=== Written task ===
Return, word for word, the part of the items that opens with the line containing "Practice step: identify the red" and runs through the end of the items. Leave the pictures out of your answer.

=== Supplied data ===
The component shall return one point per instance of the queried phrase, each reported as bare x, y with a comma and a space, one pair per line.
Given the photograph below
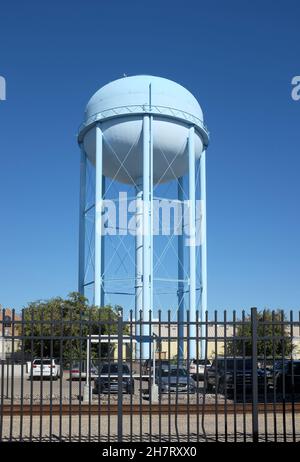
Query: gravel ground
161, 428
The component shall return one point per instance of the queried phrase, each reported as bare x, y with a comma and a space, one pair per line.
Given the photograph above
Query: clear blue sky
237, 57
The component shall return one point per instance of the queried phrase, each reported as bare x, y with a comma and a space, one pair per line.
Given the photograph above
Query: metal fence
84, 379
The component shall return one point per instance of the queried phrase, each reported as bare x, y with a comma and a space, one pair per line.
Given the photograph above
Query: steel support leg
180, 292
203, 250
98, 219
192, 238
82, 206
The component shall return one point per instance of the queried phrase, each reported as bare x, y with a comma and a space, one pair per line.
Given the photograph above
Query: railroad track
136, 409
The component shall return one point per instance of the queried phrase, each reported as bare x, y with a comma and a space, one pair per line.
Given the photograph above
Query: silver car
174, 379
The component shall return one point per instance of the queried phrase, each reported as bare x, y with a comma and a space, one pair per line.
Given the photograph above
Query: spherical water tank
119, 107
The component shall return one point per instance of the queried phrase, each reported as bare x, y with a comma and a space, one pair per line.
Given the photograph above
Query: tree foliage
60, 327
274, 339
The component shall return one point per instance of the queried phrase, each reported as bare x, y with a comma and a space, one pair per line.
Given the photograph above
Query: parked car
198, 367
285, 376
228, 374
45, 367
148, 364
78, 370
174, 379
107, 382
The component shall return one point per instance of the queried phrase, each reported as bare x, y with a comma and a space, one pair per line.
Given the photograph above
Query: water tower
142, 132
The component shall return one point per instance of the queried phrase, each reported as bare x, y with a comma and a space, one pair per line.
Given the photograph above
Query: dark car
159, 363
174, 379
227, 374
285, 376
107, 382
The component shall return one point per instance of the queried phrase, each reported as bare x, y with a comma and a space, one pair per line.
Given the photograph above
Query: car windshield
230, 364
44, 362
173, 372
113, 369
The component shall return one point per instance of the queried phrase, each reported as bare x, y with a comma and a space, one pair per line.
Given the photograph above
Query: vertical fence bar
244, 386
292, 378
2, 377
282, 332
215, 378
22, 375
120, 376
254, 375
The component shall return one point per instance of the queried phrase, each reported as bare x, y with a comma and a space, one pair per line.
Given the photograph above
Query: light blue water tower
154, 128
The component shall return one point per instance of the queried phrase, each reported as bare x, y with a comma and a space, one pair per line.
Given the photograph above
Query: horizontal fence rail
69, 375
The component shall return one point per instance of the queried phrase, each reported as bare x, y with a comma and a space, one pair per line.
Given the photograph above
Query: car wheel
209, 387
221, 388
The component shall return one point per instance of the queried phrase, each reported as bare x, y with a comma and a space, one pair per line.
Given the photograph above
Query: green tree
273, 337
59, 327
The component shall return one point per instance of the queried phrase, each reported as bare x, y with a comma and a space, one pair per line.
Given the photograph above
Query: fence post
254, 375
120, 375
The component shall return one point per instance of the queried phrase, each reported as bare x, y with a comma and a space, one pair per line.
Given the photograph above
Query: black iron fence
117, 379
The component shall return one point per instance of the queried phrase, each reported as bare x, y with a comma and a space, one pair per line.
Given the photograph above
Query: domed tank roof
135, 91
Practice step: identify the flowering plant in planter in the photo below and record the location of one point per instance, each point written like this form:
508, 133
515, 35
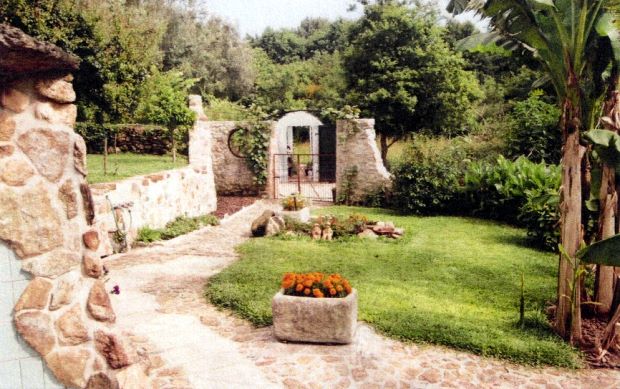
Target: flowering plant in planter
316, 285
318, 319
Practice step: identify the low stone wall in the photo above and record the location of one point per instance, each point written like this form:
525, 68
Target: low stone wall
357, 151
232, 175
152, 201
64, 313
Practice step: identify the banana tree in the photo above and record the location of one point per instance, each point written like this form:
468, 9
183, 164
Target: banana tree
604, 253
576, 42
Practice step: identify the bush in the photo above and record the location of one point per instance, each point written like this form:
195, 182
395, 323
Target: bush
535, 132
428, 181
180, 226
522, 192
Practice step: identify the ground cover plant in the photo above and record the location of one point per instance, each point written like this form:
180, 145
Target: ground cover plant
450, 281
125, 165
180, 226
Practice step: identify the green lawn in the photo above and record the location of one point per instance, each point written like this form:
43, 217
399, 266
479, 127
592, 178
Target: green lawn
450, 281
125, 165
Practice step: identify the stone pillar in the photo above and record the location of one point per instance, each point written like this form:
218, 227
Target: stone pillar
357, 151
46, 210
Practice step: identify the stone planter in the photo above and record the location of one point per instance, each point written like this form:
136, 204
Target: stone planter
314, 320
303, 215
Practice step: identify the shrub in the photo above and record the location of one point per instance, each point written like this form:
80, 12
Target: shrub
295, 202
148, 235
428, 181
535, 132
520, 192
316, 285
180, 226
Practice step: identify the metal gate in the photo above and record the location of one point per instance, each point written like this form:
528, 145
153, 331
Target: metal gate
312, 175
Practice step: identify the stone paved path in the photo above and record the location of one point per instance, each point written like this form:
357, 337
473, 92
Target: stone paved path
187, 343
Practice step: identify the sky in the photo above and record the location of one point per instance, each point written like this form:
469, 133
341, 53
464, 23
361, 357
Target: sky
253, 16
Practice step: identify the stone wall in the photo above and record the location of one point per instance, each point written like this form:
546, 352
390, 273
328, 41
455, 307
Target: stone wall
357, 151
156, 199
152, 201
64, 313
232, 175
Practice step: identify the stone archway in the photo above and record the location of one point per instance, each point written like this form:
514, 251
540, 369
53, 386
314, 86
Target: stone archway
284, 136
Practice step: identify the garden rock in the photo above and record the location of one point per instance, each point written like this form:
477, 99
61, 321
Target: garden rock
36, 295
71, 327
117, 352
368, 234
48, 150
273, 227
68, 365
99, 304
259, 225
36, 329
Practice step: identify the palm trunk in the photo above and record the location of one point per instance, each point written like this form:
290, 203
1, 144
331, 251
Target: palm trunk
568, 315
604, 285
605, 275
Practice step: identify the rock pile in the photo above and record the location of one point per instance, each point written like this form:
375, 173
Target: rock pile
386, 229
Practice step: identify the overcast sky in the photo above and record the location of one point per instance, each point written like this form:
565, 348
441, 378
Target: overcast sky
253, 16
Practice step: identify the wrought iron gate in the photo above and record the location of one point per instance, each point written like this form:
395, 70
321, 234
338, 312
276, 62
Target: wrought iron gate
312, 175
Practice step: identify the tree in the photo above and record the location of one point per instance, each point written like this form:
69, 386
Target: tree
576, 43
164, 101
400, 71
209, 50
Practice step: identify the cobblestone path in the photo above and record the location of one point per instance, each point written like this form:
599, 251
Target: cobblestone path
185, 342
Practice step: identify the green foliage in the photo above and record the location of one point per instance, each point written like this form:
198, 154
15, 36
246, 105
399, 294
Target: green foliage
401, 72
164, 100
125, 165
313, 36
535, 131
347, 186
252, 140
449, 281
180, 226
148, 235
209, 50
604, 252
314, 84
520, 192
224, 110
428, 180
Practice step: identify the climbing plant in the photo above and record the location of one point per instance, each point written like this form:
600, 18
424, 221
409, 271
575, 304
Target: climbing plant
250, 139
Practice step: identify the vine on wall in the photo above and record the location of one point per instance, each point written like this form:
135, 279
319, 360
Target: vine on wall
251, 140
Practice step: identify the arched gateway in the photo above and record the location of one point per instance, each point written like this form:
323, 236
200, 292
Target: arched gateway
304, 159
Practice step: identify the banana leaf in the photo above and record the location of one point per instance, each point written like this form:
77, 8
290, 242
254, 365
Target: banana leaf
605, 252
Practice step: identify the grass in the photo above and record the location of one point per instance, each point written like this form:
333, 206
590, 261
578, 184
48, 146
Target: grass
125, 165
180, 226
450, 281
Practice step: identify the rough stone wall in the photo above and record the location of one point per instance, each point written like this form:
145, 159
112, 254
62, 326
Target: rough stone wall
64, 312
156, 199
356, 149
152, 201
232, 175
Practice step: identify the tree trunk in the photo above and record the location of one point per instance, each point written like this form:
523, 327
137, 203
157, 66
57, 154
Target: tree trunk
568, 314
608, 198
384, 148
605, 275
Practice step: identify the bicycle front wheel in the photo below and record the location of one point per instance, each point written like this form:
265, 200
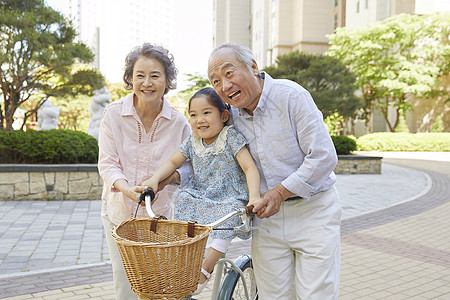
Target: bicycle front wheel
237, 287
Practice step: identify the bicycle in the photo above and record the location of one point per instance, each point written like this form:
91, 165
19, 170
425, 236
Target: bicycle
233, 279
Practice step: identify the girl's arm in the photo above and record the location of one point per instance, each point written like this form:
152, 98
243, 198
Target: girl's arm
251, 173
165, 170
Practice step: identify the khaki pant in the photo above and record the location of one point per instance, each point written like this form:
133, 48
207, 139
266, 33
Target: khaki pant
122, 287
296, 252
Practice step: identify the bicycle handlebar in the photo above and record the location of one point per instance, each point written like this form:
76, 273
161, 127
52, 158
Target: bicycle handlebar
245, 213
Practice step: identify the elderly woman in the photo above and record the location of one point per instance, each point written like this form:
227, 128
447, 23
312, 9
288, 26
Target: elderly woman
137, 134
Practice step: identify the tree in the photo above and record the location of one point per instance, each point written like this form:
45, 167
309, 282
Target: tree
395, 58
330, 83
38, 53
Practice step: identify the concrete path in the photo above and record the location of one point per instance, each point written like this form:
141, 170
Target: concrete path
395, 238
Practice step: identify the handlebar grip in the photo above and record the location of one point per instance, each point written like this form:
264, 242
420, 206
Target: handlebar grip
249, 210
147, 192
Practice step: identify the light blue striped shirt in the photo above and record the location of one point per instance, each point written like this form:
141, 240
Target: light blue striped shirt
287, 139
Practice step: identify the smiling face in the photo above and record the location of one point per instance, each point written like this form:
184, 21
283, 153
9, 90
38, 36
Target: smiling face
233, 81
149, 80
206, 120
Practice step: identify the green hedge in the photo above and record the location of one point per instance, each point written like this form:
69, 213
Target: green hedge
386, 141
343, 144
56, 146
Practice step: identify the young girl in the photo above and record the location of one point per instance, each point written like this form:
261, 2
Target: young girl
221, 164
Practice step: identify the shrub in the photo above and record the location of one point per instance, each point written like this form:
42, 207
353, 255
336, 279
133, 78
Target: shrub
343, 144
388, 141
56, 146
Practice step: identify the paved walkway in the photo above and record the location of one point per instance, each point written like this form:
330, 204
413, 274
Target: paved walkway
395, 238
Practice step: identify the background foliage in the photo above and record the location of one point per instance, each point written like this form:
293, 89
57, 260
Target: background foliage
56, 146
40, 58
394, 59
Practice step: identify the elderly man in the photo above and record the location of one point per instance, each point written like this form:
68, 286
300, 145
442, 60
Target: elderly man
297, 247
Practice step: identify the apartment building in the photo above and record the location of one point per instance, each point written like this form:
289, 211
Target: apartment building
276, 27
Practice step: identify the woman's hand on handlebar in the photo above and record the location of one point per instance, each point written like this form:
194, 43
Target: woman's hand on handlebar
151, 183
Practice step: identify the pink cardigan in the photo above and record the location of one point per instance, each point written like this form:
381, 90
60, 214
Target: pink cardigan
127, 151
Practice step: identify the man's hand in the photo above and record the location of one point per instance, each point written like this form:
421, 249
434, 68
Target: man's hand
271, 202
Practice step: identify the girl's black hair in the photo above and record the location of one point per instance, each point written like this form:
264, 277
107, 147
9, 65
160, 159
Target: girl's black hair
212, 97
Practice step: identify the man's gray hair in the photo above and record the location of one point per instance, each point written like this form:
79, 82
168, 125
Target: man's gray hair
243, 54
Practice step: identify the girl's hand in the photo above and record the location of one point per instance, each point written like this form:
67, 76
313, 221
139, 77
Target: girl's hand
134, 192
254, 201
269, 204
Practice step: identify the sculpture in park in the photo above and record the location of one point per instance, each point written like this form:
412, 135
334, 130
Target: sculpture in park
48, 116
99, 101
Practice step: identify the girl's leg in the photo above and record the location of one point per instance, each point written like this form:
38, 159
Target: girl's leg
217, 249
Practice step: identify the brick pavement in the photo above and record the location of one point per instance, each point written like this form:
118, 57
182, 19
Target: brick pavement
397, 253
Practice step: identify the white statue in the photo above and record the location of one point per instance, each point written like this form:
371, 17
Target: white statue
48, 116
99, 101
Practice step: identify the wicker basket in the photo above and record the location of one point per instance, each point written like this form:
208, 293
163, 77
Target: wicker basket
164, 263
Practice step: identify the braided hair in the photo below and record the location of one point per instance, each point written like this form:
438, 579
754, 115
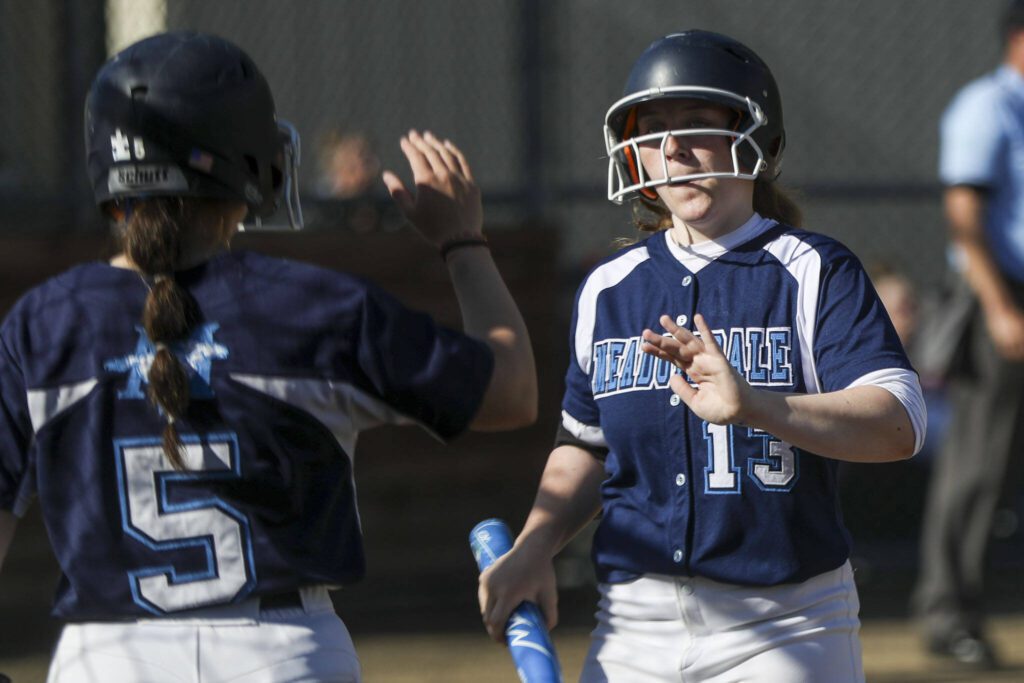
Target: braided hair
153, 239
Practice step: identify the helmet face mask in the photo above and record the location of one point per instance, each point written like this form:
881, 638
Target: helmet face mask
701, 66
185, 114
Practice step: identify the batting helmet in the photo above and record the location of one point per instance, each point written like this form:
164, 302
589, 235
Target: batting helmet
697, 65
188, 114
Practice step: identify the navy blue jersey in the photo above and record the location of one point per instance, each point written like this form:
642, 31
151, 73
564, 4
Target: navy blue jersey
289, 364
794, 311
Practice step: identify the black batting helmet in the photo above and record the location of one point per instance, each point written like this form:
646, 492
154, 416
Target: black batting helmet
697, 65
186, 114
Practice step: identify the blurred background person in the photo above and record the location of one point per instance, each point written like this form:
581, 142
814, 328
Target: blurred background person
348, 186
981, 165
348, 165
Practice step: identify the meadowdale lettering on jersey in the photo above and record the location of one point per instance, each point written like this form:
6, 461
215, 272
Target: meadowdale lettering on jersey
762, 355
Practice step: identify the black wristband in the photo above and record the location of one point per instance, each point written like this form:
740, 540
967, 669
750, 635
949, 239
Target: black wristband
459, 243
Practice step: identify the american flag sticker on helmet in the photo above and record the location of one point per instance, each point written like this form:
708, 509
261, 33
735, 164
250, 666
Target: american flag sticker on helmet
201, 160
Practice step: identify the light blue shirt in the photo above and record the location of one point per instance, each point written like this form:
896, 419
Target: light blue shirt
982, 144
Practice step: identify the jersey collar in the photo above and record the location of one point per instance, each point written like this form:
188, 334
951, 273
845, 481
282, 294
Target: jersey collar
697, 256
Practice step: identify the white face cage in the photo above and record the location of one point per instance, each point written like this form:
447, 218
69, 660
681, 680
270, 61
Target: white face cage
622, 184
293, 151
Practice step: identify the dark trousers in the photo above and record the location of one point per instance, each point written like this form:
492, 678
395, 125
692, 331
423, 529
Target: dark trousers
971, 475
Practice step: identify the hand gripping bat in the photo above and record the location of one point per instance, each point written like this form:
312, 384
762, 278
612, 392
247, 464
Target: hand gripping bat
526, 633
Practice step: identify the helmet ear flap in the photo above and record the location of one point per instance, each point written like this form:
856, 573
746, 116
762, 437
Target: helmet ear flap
632, 163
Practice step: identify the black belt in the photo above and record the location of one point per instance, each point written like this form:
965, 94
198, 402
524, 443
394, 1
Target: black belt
287, 600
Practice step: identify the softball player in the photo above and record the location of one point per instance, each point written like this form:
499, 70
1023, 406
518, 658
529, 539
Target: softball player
711, 447
187, 415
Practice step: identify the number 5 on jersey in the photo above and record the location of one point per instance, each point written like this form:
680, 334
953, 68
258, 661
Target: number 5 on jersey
162, 511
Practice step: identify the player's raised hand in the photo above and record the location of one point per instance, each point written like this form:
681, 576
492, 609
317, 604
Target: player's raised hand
445, 203
721, 394
515, 577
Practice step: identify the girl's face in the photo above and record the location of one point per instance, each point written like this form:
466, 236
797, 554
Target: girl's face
711, 206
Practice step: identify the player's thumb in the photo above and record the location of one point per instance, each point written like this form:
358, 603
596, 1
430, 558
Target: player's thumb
398, 193
682, 388
548, 602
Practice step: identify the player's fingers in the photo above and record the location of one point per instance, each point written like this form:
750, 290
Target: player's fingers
463, 163
682, 335
437, 165
417, 161
398, 193
658, 346
682, 388
706, 334
451, 163
496, 619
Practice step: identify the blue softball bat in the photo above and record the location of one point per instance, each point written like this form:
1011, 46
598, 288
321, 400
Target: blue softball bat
527, 638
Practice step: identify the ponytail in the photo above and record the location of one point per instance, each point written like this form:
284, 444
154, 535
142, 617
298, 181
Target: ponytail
153, 241
772, 202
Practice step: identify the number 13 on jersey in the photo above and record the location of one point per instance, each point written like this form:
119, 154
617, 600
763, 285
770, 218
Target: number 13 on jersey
776, 469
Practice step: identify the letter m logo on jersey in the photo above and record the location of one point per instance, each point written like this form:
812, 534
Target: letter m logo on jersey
197, 353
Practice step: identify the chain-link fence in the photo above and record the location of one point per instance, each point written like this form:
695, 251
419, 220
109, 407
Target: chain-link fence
523, 86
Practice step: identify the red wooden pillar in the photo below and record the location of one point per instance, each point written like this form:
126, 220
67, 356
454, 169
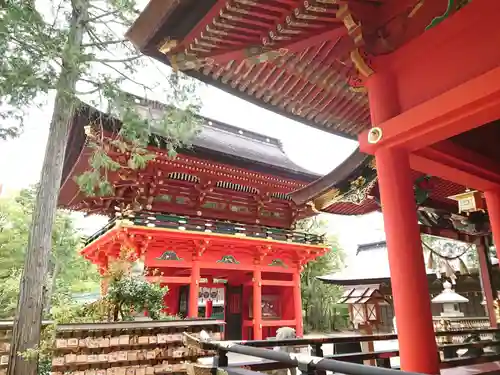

=== Correct output ===
Practice step: identify the red wooden pillar in the photo below and record the location of one point per instance, each point written like this form:
126, 220
67, 356
454, 169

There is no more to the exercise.